** SET EXERCISE **
How many of the lines below contain the word "every"? Reply with the number alone.

(Stored entries)
[start]

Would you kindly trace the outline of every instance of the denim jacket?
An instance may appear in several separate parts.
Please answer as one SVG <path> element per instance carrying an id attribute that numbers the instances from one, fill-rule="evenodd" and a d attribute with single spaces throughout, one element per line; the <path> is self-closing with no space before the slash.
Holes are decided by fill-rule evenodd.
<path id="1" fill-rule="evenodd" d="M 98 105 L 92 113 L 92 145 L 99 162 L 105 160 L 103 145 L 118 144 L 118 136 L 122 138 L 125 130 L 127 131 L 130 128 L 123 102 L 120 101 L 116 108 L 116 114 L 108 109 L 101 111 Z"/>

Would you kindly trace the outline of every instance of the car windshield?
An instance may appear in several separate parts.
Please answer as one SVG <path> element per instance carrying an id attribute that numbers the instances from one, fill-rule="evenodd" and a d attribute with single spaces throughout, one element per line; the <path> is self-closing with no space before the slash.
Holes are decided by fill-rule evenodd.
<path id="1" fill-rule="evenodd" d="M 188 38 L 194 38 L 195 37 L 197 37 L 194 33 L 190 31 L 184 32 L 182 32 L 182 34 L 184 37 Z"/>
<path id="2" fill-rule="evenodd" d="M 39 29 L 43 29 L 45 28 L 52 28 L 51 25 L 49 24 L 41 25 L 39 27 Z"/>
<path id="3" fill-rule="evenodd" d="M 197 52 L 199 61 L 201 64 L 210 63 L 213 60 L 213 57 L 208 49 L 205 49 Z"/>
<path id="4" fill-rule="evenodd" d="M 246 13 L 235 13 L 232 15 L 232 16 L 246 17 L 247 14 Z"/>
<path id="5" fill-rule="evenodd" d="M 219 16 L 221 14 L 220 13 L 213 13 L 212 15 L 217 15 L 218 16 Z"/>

[end]

** THE COMPLETED TASK **
2